YOUR OBJECTIVE:
Set down all of the entries below exactly, and omit the pictures.
= = = = =
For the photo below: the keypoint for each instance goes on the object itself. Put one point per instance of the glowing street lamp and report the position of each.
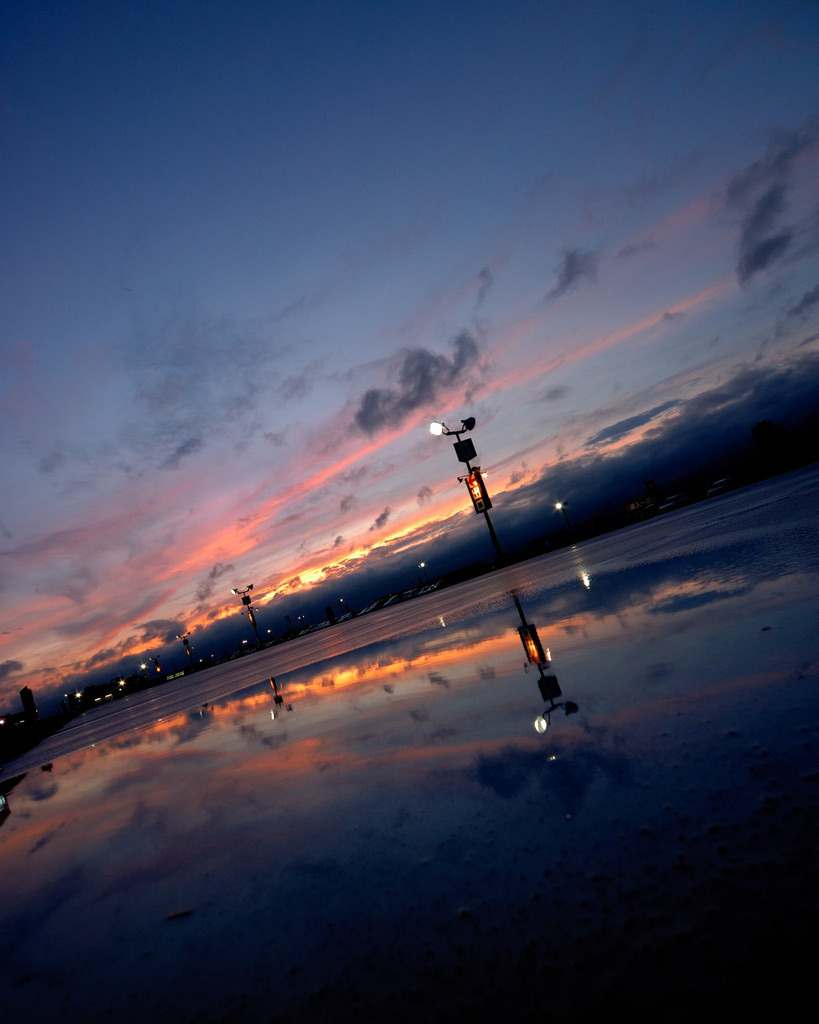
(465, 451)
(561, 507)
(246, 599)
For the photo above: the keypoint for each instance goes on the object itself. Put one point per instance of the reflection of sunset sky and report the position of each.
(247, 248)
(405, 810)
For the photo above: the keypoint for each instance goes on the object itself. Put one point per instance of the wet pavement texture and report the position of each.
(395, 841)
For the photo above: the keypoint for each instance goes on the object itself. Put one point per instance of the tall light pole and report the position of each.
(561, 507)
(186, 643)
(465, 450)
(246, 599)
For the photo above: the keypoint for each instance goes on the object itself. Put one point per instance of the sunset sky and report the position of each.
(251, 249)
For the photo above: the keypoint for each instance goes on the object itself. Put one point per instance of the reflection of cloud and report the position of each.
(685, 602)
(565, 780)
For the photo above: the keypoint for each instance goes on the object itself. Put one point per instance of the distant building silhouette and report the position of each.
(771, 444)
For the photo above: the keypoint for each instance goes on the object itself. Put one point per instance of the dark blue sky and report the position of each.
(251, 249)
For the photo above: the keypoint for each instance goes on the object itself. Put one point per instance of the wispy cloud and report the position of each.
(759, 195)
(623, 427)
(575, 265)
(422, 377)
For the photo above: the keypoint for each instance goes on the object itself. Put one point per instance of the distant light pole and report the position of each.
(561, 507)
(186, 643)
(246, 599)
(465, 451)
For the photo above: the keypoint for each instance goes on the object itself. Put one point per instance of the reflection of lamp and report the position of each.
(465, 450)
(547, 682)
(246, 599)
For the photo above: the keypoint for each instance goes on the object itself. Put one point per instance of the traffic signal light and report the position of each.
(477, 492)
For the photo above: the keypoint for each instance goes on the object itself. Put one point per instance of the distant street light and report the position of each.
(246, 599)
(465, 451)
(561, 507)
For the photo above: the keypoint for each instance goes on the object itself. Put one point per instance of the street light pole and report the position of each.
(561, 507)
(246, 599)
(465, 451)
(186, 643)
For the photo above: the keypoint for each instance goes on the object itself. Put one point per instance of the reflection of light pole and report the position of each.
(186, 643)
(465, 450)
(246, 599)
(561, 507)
= = = = =
RESULT OF THE EXERCISE:
For the photo below: the keypoint for each instance goes on the object itself. Put one point per instance of the glowing street lamp and report the position of each.
(465, 451)
(561, 507)
(246, 599)
For the photo above: the keypoint for each instance goes on the object itself. Put one point per instance of the reflection of sunset sky and report the position of each.
(247, 248)
(405, 810)
For the photo above: the keypoint for each instance goes on the object itself. Put one point per instance of the wet pavement texture and report the position of each.
(395, 841)
For the photo above: the keypoint for each instance goes on the object itself. Put one point per instance of the tall light pole and report the position of each.
(561, 507)
(186, 643)
(465, 450)
(246, 599)
For the photo above: the keypoint for each instance goes on the object itself. Put one point per instance of the sunset sky and report the position of each.
(251, 249)
For the photo above: the keypoint for each instance goes on the object itself. Put one point per instance of the reflection of cloud and report the position of each.
(685, 602)
(565, 780)
For the photo above: the keypoint for each instance goes on the object itself. Put one point per instance of the distant building silhouette and report the position of each.
(771, 444)
For the photo above: the keypoint for each instance goes on the object itself. Put one point per instance of the dark blue sky and report the position of each.
(251, 249)
For the photo above: the keypoint for each instance goes on the object itself. Put one point per instance of the wispy cloud and report the position of each.
(759, 195)
(623, 427)
(575, 265)
(422, 377)
For the photo above: the keypoint for each instance goes on the object itself. Put one point per instance of the distant light pole and report the position of each.
(561, 507)
(186, 643)
(246, 599)
(465, 451)
For the photo above: the keypoint for each instance goes on the object itself. Put one point per instance of the reflection of lamp and report the position of each.
(465, 450)
(547, 682)
(246, 599)
For the photo above: the keypoint for each instance goes on the object itself. Put one point per instance of the traffic signal light and report the position of each.
(477, 492)
For the photo above: the keypoint for each instance goes on the object itself. Put one point per instance of the distant street light and report the position of each.
(246, 599)
(465, 451)
(561, 507)
For the photo above: the keypoint for each instance goes on the object itself. Put one point per instance of the street light pole and report the position of each.
(561, 507)
(246, 599)
(465, 451)
(186, 643)
For the photo above: the keypoint for each instance goes on the object itself. Put one point per instance of the reflection of light pole and report the position of each.
(186, 643)
(465, 450)
(246, 599)
(561, 507)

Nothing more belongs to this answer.